* Begin Text passage *

# Recommend a setup for N/A SR20VE



## jonz (Mar 2, 2016)

the group just done mounting sr20VE to B13 chassis (SS Chassis with 4Wheel discbreak and ABS)
joined as fresh entry for lower class since engine remains stock (just replaced sparkplug, oil, belts)
best time in quarter mile is 14.6secs (portatree timer)
Tire/front 185 60 r14 advan semi slick tires
tire/rear 185 60 r14 ordinary tire (scrap tire d )

we are planning to build fast NA set up, any recommendation??????? 
ECU?
cam gears?
camshaft?
tranny?
other engine internal upgrades?
clutch?


----------



## jonz (Mar 2, 2016)

bolted

a pics right after bolting VE to B13 chassis, its running now, all stock except performance clutch
next move is to improve its performance, 2 weeks from now we'll install
4-1 headers, walbro pump and maybe E-manage ECU

a pic from 1st race, purely underdog


been reading articles online regarding SR20VE but we need info from first hand builders for us to further improve its performance
I dont know if these parts will do much, appreciate a word from you guys 

so we are looking into getting
6 speed LSD tranny??
N1 or 20V cams + camgears??
port/polished intake/exhaust??

we want to build 12 low NA SR20VE or better an 11 low or 10 low in a 1/4 mile run


----------



## Carter_member (Nov 16, 2016)

I think will these will improve the performance surely, but it is hard to tell which is better.


----------

* End Text passage *
* Begin Listing *

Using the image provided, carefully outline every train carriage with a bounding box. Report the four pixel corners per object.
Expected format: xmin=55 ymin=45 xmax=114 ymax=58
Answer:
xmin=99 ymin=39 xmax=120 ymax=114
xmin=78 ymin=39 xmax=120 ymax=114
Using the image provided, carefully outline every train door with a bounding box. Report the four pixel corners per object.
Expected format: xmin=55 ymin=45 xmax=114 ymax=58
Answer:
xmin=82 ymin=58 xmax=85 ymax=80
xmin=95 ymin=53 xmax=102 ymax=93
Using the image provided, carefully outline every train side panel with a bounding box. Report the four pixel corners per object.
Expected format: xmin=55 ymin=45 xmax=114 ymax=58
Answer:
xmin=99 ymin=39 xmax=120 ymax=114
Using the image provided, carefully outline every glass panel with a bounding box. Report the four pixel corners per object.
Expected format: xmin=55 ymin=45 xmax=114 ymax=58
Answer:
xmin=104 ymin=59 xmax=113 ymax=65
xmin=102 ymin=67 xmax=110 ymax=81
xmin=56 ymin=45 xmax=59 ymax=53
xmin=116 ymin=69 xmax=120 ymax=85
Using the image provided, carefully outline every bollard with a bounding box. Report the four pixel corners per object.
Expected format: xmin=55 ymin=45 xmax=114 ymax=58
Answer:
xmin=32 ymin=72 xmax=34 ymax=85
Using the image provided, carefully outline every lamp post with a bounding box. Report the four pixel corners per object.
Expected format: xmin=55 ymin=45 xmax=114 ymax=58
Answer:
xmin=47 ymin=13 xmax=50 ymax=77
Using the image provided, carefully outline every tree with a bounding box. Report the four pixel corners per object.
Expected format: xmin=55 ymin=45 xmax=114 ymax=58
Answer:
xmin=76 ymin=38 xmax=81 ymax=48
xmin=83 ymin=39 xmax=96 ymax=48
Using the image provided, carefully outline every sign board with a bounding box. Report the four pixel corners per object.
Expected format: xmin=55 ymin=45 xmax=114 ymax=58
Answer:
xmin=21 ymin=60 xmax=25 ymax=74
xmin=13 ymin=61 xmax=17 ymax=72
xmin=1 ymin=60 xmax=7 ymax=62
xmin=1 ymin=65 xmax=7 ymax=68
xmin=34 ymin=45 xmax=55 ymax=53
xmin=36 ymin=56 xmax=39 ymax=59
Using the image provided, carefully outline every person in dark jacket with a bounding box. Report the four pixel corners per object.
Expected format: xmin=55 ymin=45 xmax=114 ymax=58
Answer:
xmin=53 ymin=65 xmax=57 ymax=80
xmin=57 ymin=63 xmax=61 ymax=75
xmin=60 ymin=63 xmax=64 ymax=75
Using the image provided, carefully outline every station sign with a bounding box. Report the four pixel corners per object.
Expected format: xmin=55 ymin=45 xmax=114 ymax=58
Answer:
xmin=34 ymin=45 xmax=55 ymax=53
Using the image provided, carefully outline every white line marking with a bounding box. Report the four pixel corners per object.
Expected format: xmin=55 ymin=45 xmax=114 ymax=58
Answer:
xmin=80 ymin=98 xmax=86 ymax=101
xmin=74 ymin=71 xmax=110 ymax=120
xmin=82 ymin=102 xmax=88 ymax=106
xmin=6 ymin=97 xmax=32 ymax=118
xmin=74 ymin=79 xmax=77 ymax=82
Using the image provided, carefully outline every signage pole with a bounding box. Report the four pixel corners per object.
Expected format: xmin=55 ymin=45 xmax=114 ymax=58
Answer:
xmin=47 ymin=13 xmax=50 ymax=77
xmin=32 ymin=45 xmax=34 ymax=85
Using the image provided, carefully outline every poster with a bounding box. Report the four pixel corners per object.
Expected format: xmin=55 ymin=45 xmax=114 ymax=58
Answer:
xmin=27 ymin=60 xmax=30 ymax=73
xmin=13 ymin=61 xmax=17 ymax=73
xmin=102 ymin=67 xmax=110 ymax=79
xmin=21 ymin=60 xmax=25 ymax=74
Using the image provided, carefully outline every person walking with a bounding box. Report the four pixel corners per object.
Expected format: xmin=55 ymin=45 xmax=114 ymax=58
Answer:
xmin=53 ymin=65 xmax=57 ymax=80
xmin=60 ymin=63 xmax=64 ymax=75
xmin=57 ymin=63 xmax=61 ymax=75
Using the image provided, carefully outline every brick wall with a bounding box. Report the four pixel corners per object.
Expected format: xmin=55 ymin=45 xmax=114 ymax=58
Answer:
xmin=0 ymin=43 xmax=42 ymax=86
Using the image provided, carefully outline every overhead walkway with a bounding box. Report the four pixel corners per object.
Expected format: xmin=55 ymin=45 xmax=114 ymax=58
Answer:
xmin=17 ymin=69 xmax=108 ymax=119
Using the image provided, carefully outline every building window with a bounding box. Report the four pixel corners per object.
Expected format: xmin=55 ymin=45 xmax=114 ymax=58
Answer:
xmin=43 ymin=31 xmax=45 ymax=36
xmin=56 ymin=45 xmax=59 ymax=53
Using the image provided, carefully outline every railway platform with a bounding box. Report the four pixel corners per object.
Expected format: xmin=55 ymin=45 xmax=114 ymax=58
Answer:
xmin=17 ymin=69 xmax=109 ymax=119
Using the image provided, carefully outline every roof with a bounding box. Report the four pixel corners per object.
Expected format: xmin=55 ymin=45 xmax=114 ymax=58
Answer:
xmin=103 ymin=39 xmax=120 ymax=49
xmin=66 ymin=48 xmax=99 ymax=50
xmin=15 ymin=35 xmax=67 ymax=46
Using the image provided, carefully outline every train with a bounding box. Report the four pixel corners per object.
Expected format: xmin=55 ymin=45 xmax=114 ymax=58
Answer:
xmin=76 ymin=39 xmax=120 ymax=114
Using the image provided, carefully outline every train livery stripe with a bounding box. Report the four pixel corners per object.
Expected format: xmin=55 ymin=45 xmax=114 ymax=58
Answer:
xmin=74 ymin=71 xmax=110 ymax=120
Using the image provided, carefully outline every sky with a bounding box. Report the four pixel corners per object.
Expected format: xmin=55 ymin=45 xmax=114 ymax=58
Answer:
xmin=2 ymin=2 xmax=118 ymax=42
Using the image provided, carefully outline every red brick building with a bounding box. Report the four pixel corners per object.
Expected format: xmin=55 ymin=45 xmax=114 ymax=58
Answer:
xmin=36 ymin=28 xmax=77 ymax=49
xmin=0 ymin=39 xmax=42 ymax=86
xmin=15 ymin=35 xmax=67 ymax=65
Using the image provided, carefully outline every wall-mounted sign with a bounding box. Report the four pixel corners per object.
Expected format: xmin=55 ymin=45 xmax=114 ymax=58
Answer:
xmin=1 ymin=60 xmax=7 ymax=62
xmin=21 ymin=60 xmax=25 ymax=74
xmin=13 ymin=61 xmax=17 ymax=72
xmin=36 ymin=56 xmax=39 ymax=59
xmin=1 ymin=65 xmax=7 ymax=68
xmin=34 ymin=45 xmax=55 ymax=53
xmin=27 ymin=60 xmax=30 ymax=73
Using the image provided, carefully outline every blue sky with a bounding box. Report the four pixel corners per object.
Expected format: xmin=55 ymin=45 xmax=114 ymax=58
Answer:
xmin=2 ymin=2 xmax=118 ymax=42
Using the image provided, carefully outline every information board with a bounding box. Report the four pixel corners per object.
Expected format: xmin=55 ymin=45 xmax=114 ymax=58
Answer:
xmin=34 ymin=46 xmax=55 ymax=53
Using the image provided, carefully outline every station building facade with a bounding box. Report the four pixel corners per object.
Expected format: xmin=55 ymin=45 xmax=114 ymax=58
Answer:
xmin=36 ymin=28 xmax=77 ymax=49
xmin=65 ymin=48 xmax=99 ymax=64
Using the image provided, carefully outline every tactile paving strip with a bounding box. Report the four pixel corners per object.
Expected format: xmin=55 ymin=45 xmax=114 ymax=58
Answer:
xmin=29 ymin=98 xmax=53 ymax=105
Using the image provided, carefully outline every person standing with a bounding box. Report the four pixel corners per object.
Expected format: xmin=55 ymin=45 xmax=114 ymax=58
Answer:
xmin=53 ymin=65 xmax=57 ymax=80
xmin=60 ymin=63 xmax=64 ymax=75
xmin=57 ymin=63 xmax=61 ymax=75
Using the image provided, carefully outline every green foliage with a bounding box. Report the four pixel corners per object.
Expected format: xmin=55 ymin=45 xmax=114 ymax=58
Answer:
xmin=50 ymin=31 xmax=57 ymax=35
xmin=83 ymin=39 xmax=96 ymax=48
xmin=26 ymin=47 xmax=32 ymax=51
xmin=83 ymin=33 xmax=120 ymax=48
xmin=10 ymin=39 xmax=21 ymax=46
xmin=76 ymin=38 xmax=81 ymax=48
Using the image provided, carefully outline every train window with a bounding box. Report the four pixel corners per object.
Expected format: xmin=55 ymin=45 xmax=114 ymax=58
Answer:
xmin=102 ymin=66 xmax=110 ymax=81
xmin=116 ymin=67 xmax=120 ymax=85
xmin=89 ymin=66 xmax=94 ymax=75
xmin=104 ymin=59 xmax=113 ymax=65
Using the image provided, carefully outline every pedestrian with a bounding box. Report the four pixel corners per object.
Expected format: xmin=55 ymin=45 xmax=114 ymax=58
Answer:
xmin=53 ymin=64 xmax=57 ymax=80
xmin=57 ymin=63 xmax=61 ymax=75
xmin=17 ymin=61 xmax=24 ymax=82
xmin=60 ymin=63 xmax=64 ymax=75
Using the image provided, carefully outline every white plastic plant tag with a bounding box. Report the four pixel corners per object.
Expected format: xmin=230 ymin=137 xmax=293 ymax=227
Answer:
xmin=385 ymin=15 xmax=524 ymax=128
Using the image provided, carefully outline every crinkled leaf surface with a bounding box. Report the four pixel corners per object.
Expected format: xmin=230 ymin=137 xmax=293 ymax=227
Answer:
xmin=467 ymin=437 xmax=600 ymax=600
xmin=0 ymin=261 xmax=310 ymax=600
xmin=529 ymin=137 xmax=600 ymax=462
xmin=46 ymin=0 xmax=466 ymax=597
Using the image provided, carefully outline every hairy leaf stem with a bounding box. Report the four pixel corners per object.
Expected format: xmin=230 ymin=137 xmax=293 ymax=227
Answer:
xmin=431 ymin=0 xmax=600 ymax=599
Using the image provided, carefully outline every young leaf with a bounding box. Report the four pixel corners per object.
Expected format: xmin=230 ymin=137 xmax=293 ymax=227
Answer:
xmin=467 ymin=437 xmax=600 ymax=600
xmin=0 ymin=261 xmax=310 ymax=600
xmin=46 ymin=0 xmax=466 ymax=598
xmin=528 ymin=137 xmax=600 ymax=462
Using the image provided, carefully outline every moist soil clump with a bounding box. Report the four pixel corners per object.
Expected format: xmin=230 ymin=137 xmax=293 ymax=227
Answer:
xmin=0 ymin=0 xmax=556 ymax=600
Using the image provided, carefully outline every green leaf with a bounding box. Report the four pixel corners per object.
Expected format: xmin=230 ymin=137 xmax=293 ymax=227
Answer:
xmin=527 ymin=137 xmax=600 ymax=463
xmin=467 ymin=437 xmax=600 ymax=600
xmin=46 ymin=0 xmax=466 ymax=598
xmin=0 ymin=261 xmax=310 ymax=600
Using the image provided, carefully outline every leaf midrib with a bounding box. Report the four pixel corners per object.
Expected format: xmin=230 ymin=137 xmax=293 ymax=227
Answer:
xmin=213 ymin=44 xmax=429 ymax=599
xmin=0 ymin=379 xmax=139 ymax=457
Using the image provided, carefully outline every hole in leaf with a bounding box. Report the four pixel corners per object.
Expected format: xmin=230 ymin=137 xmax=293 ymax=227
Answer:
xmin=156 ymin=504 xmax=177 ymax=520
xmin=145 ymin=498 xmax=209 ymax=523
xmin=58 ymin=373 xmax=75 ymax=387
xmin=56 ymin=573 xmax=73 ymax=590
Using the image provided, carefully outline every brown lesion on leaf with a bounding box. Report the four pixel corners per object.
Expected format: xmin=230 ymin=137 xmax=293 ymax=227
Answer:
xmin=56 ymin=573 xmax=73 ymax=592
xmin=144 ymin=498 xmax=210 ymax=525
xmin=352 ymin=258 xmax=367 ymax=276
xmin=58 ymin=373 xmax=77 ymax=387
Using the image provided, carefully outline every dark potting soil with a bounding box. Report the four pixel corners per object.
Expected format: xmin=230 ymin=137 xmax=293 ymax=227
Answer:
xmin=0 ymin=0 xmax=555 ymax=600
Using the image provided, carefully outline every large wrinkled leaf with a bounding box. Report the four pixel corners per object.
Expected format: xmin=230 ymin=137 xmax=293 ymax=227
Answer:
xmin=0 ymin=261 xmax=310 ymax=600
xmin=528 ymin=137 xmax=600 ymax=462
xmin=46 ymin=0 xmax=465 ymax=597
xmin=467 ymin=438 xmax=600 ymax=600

* End Listing *

• **Task brief**
Answer these questions using the SR20VE thread above:
(a) What is the group's best quarter-mile time?
(b) What parts does the group plan to install two weeks from the second post?
(c) What quarter-mile time does the group want the build to reach?

• **Completed task**
(a) 14.6 seconds, measured with a portatree timer.
(b) 4-1 headers, a Walbro pump, and maybe an E-manage ECU.
(c) 12 low, or better, 11 low or 10 low.